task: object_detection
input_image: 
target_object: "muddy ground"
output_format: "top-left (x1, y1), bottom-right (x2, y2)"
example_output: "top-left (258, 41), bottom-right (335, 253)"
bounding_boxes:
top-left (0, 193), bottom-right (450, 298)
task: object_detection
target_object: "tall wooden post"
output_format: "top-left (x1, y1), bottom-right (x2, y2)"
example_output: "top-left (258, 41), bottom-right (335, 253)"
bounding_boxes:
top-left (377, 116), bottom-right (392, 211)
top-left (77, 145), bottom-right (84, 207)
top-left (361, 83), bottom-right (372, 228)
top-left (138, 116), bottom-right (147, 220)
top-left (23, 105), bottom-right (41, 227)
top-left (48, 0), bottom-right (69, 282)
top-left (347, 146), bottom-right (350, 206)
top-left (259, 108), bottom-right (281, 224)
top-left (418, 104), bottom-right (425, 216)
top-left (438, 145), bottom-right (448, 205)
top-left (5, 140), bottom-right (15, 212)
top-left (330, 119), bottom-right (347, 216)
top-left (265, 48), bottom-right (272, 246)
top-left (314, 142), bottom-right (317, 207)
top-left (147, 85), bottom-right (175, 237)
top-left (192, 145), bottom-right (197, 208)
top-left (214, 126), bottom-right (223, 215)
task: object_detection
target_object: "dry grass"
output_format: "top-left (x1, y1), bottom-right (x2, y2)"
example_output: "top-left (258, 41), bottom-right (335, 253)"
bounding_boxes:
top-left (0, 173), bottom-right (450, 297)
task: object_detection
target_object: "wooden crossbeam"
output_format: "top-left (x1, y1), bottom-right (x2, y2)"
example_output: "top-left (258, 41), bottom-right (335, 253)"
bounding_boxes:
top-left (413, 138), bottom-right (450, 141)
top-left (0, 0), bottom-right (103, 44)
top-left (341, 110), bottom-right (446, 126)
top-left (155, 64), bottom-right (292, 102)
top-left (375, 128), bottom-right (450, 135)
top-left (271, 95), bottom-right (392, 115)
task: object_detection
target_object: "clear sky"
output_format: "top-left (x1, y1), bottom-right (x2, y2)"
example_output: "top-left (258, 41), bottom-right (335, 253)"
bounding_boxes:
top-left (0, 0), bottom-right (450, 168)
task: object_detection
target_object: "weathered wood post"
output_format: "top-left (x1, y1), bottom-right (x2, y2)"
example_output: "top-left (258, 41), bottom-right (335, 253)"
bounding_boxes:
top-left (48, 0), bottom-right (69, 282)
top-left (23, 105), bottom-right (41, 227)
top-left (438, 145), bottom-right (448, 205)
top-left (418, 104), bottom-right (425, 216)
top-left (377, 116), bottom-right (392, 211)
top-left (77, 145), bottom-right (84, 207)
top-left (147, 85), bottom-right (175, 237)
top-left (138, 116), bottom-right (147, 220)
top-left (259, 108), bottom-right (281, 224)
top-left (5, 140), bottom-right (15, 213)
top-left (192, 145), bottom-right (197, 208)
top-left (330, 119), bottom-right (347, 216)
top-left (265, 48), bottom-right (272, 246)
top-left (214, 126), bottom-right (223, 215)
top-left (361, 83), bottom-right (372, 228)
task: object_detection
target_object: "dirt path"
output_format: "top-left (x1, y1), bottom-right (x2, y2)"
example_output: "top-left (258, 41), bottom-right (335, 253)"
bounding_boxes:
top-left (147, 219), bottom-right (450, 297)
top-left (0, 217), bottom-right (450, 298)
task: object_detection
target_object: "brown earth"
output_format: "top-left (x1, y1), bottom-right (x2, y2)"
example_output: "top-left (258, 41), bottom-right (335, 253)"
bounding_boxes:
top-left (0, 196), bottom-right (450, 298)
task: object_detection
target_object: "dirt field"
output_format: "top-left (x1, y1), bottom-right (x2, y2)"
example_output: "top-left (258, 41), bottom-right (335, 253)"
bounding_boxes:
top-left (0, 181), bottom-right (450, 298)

■ ■ ■ ■

* _Task goal_:
Swap "target_object" for "query" everywhere it occurs in the items above, and give all their lines again with nothing else changed.

* _Full answer_:
task: object_detection
input_image: 
query: "muddy ground"
output_format: "top-left (x1, y1), bottom-right (x2, y2)"
example_output: "top-left (258, 41), bottom-right (335, 253)"
bounding_boxes:
top-left (0, 193), bottom-right (450, 298)
task: object_detection
query: "tall wooden post"
output_format: "top-left (x1, y1), bottom-right (x2, y2)"
example_output: "top-left (258, 41), bottom-right (335, 253)"
bounding_boxes:
top-left (377, 116), bottom-right (392, 211)
top-left (77, 145), bottom-right (84, 207)
top-left (361, 83), bottom-right (372, 228)
top-left (138, 116), bottom-right (147, 220)
top-left (23, 105), bottom-right (41, 227)
top-left (48, 0), bottom-right (69, 282)
top-left (347, 146), bottom-right (350, 206)
top-left (259, 108), bottom-right (281, 224)
top-left (418, 104), bottom-right (425, 216)
top-left (438, 145), bottom-right (448, 205)
top-left (5, 140), bottom-right (15, 212)
top-left (330, 119), bottom-right (347, 216)
top-left (265, 48), bottom-right (272, 246)
top-left (314, 142), bottom-right (317, 207)
top-left (147, 85), bottom-right (175, 237)
top-left (192, 145), bottom-right (197, 208)
top-left (214, 126), bottom-right (223, 215)
task: object_detection
query: "dry grass"
output_format: "top-left (x1, y1), bottom-right (x2, y2)"
example_output: "top-left (258, 41), bottom-right (335, 253)"
bounding_boxes:
top-left (0, 173), bottom-right (450, 297)
task: object_detection
query: "wooden crossbeam"
output_format: "top-left (x1, y1), bottom-right (x2, y2)"
example_output: "top-left (258, 41), bottom-right (335, 253)"
bounding_boxes:
top-left (413, 138), bottom-right (450, 141)
top-left (0, 0), bottom-right (103, 44)
top-left (341, 110), bottom-right (446, 126)
top-left (155, 64), bottom-right (292, 102)
top-left (375, 128), bottom-right (450, 135)
top-left (271, 95), bottom-right (392, 115)
task: object_detection
query: "clear sky"
output_format: "top-left (x1, y1), bottom-right (x2, y2)"
example_output: "top-left (258, 41), bottom-right (335, 253)"
bounding_boxes:
top-left (0, 0), bottom-right (450, 168)
task: object_detection
query: "weathered wood post"
output_format: "top-left (x1, y1), bottom-right (x2, y2)"
example_output: "top-left (258, 41), bottom-right (335, 253)"
bounding_boxes:
top-left (48, 0), bottom-right (69, 282)
top-left (23, 105), bottom-right (41, 227)
top-left (438, 145), bottom-right (448, 205)
top-left (418, 104), bottom-right (425, 216)
top-left (377, 116), bottom-right (392, 211)
top-left (77, 145), bottom-right (84, 207)
top-left (147, 85), bottom-right (175, 237)
top-left (138, 116), bottom-right (147, 220)
top-left (259, 108), bottom-right (281, 224)
top-left (5, 140), bottom-right (15, 213)
top-left (192, 145), bottom-right (197, 208)
top-left (330, 119), bottom-right (347, 216)
top-left (265, 48), bottom-right (272, 246)
top-left (214, 126), bottom-right (223, 215)
top-left (361, 83), bottom-right (372, 228)
task: object_detection
query: "dirt path"
output_format: "top-left (x1, y1), bottom-right (x2, y2)"
example_output: "top-left (258, 41), bottom-right (335, 253)"
bounding_boxes:
top-left (147, 219), bottom-right (450, 297)
top-left (0, 217), bottom-right (450, 298)
task: object_detection
query: "brown earth"
output_format: "top-left (x1, y1), bottom-right (x2, y2)"
example_output: "top-left (258, 41), bottom-right (335, 253)"
bounding_boxes:
top-left (0, 196), bottom-right (450, 298)
task: object_detection
query: "dirt field"
output_format: "top-left (x1, y1), bottom-right (x2, y2)"
example_output: "top-left (258, 41), bottom-right (335, 253)"
bounding_boxes:
top-left (0, 181), bottom-right (450, 298)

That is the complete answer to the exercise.